▶ **WHAT NEEDS TO BE DONE**: Repeat each line exactly, leaving nothing out.

▶ **DATA TO PROCESS**:
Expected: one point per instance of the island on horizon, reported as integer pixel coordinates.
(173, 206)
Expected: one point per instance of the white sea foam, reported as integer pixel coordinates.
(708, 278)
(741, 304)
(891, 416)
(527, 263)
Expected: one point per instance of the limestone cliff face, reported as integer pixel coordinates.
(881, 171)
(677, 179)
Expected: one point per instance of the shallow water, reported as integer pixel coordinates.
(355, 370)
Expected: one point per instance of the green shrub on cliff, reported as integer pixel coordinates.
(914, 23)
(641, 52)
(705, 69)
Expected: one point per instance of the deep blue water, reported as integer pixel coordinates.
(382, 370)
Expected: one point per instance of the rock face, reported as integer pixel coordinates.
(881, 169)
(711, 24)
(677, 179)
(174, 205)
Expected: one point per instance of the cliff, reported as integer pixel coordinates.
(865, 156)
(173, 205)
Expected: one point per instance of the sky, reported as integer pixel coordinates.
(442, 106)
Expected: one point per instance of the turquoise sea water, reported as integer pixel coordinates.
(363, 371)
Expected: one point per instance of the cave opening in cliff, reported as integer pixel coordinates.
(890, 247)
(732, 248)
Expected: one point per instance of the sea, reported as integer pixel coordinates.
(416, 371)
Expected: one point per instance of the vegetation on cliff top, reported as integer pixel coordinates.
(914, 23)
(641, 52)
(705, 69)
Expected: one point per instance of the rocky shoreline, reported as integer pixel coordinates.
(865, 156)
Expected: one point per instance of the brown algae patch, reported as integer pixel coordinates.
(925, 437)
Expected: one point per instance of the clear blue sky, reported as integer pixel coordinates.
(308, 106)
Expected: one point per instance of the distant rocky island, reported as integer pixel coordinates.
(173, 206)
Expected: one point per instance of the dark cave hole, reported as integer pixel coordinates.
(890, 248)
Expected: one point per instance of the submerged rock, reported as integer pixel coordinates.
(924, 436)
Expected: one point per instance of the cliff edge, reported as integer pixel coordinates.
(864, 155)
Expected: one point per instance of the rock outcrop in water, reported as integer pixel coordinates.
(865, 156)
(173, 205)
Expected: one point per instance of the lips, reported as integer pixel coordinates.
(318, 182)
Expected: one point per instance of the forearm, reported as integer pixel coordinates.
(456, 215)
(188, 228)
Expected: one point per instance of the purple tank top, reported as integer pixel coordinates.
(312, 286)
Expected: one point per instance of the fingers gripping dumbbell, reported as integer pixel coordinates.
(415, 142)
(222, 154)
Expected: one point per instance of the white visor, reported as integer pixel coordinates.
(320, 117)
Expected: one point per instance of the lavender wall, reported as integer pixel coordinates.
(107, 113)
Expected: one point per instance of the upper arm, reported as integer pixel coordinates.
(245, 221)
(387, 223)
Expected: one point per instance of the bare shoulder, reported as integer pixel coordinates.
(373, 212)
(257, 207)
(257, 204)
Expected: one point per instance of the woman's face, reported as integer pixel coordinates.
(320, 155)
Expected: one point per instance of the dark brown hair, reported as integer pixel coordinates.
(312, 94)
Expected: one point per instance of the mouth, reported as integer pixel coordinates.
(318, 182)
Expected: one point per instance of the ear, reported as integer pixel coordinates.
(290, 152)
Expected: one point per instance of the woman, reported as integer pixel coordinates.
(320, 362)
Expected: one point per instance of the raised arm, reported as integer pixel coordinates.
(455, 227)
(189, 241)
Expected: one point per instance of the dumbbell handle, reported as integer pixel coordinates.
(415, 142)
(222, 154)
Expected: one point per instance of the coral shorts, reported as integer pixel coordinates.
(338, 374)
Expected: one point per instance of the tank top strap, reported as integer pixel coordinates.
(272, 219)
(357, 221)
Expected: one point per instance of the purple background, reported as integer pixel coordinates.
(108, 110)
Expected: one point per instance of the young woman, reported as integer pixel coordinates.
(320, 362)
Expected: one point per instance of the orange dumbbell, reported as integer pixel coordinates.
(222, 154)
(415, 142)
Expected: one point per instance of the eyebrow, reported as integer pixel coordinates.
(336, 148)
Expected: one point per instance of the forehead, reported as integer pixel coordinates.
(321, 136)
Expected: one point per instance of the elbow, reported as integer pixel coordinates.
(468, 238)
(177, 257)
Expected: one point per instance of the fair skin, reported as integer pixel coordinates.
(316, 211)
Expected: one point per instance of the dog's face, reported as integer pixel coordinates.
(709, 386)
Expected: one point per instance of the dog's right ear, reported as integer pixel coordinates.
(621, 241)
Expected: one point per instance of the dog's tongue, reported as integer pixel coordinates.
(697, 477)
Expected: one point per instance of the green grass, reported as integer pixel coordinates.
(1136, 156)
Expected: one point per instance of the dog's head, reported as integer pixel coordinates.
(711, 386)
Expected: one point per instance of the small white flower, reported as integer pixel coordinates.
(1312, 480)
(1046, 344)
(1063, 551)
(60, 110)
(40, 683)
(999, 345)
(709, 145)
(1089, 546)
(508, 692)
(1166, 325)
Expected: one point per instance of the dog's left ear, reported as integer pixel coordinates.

▶ **CORRECT OUTPUT**:
Expected: one point per instance of the island on horizon, reported as integer pixel coordinates.
(173, 206)
Expected: one point per instance of the white sea foam, reported as integer pixel coordinates.
(708, 278)
(741, 304)
(891, 416)
(527, 263)
Expected: one point per instance of the limestone cliff face, reported as integer pixel coordinates.
(881, 171)
(677, 179)
Expected: one point per instance of the shallow water, reported as integer pixel coordinates.
(355, 370)
Expected: one point per instance of the green shrub on cliff, reported as integer pixel coordinates.
(914, 23)
(641, 52)
(705, 69)
Expected: one point per instance of the deep blue water, reported as integer pixel coordinates.
(382, 370)
Expected: one point per instance of the rock face, reported as integer pixel coordinates.
(881, 169)
(711, 24)
(677, 179)
(174, 205)
Expected: one point per instance of the cliff, reported as integer pixel coordinates.
(865, 156)
(173, 205)
Expected: one point per instance of the sky, reported as integer pixel coordinates.
(442, 106)
Expected: one point per instance of the turquoise sea water, reported as integer pixel coordinates.
(363, 371)
Expected: one point per instance of the cave opening in cliff, reported as integer pixel coordinates.
(890, 247)
(732, 248)
Expected: one point per instance of the sea, reported as integer pixel coordinates.
(416, 371)
Expected: one point per instance of the vegetation on cliff top, reported as integer pixel coordinates.
(914, 23)
(641, 52)
(705, 69)
Expected: one point per instance of the rocky shoreline, reported as integer pixel coordinates.
(865, 156)
Expected: one point per instance of the brown algae patch, reported as integer pixel coordinates.
(925, 437)
Expected: one point per instance of the clear blue sky, reported as integer pixel coordinates.
(308, 106)
Expected: one point per instance of the distant rocky island, reported as integer pixel coordinates.
(173, 206)
Expected: one point per instance of the dark cave hole, reported as integer pixel coordinates.
(890, 248)
Expected: one point per instance of the submerged rock, reported as integer pixel coordinates.
(924, 436)
Expected: one point per instance of the cliff edge, reported as integer pixel coordinates.
(864, 155)
Expected: one point per instance of the rock outcrop in water, reported as integer pixel coordinates.
(865, 156)
(173, 205)
Expected: one point per instance of the lips, reported as integer pixel coordinates.
(318, 182)
Expected: one point per instance of the forearm, reported as integer pixel coordinates.
(456, 215)
(188, 228)
Expected: one point per instance of the purple tank top, reported as integer pixel coordinates.
(312, 286)
Expected: one point per instance of the fingers gripping dumbbell, reported as integer pixel coordinates.
(415, 142)
(222, 154)
Expected: one point per instance of the white visor, reported as integer pixel coordinates.
(320, 117)
Expected: one point per instance of the lavender wall, reported as integer pixel coordinates.
(107, 113)
Expected: one point per instance of the upper arm, reported as integer pixel coordinates.
(245, 221)
(387, 223)
Expected: one point per instance of the bare shoulder, reported as integer pixel coordinates.
(373, 212)
(257, 207)
(257, 204)
Expected: one point per instance of the woman's face, reported as integer pixel coordinates.
(320, 155)
Expected: one point per instance of the dark brown hair, reported as integer pixel coordinates.
(312, 94)
Expected: one point per instance of the mouth, reported as integer pixel coordinates.
(318, 182)
Expected: one point per instance of the ear, reported as integer pixel coordinates.
(290, 152)
Expected: one point per instance of the woman, reported as integer pixel coordinates.
(320, 362)
Expected: one point per instance of the raised arm, reported as integer pixel coordinates.
(455, 227)
(189, 241)
Expected: one point per instance of the dumbbell handle, reported as integer pixel coordinates.
(415, 142)
(222, 154)
Expected: one point per instance of the coral shorts, reported as integer pixel coordinates.
(338, 374)
Expected: one point per instance of the tank top strap, reported as integer pixel coordinates.
(272, 219)
(357, 221)
Expected: one point per instance of the purple background, reported as integer pixel coordinates.
(108, 110)
Expected: one point per instance of the young woman, reported as integer pixel coordinates.
(320, 362)
Expected: one point per instance of the orange dumbbell, reported as integer pixel coordinates.
(222, 154)
(415, 142)
Expected: one point per instance of the eyebrow, reported as integer pixel coordinates.
(336, 148)
Expected: one point per instance of the forehead, reported as integer pixel coordinates.
(321, 136)
Expected: one point per instance of the elbow, reported as integer pixel coordinates.
(468, 238)
(177, 257)
Expected: one point per instance of the fair skin, reported as integer pixel coordinates.
(316, 211)
Expected: one point per instance of the dog's face, reported as integer pixel coordinates.
(709, 386)
Expected: one point per instance of the dog's right ear, reported as integer pixel coordinates.
(621, 241)
Expected: one point per instance of the dog's tongue, reported as integer pixel coordinates.
(697, 477)
Expected: one point per instance of the green grass, reported as integer pixel coordinates.
(1136, 156)
Expected: one point per instance of the dog's head, reported as integer pixel coordinates.
(711, 386)
Expected: one point per instance of the small white flower, reported as integer pixel coordinates.
(1312, 480)
(1046, 344)
(1063, 551)
(60, 110)
(40, 683)
(999, 345)
(709, 145)
(1089, 546)
(508, 692)
(1166, 325)
Expected: one point per instance of the dog's left ear, reported as integer pixel coordinates.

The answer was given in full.